===== Text segment =====

Figure 1.

The glial regenerative response to CNS injury in fruit-flies and mammals. (a) The Drosophila larval ventral nerve cord. The Notch+Pros+NG (mauve) have cell bodies surrounding the neuropile, with part of their cytoplasms extending into regions of the neuropile, where axons and dendrites are located (white). Neuronal cell bodies and other glial cell types are located in the cortex (grey). Notch+Pros+NG divide during axon guidance, but they rarely divide in larval life, which lasts for five days. Divisions in larva are homeostatic. Upon injury to the larval VNC, the lesion first expands as many cells die. Injury induces compensatory proliferation of surviving NG. Subsequently, proliferation ceases, glial cells differentiate and the lesion shrinks. (b) Molecular mechanism underlying the glial regenerative response in Drosophila. NG are kept ‘ready to divide’ through the mutually dependent, yet antagonistic functions of Notch and Pros. Injury induces the activation of NFκB/Dorsal and Notch-dependent up-regulation of kon (homologue of NG2) expression. Kon induces proliferation of Notch+Pros+NG. Kon also activates the expression of pros. Pros inhibits proliferation and activates glial differentiation. Negative feedback by Kon on Notch, and by Pros on kon expression, terminates the response to injury. Pros regulates the expression of NFκB/dorsal, which remains in the cytoplasm ready to respond to future injuries. (c) The mammalian dorsal spinal cord. NG2 glia populate the white matter, that is, neuropile with myelinated axons (in white). Some of these NG2 glia normally divide producing meylinating oligodendrocytes (OLs, not shown). Injury induces cell death, lesion expansion and subsequent compensatory proliferation of remaining NG2 glia. Newly produced glia can then differentiate into astrocytes or OLs, and can spontaneously re-myelinate axons, as the lesion shrinks. Genes and resulting molecular mechanisms in these responses are evolutionarily conserved.

===== Input data =====

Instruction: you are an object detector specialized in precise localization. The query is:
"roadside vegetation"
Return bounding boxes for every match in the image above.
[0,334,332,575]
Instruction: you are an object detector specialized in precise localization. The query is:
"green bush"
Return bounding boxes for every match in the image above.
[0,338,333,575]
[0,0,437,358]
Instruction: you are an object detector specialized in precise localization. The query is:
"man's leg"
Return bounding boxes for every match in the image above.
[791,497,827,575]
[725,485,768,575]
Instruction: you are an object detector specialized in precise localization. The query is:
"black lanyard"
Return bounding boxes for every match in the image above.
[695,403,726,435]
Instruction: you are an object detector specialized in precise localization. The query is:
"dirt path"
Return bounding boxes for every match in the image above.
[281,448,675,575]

=====
===== Input data =====

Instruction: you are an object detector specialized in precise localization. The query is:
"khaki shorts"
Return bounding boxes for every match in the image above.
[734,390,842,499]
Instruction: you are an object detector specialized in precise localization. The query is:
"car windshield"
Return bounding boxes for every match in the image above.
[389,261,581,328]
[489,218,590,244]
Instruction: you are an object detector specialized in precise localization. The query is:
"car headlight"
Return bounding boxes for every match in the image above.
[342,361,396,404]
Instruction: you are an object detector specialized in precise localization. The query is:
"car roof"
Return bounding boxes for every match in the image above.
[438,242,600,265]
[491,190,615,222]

=====

Render this sentence from the figure caption on glial response to injury into Spanish: "Pros inhibits proliferation and activates glial differentiation." Rely only on the text, not on the data.

Solution to this task
Pros inhibe la proliferación y activa la diferenciación glial.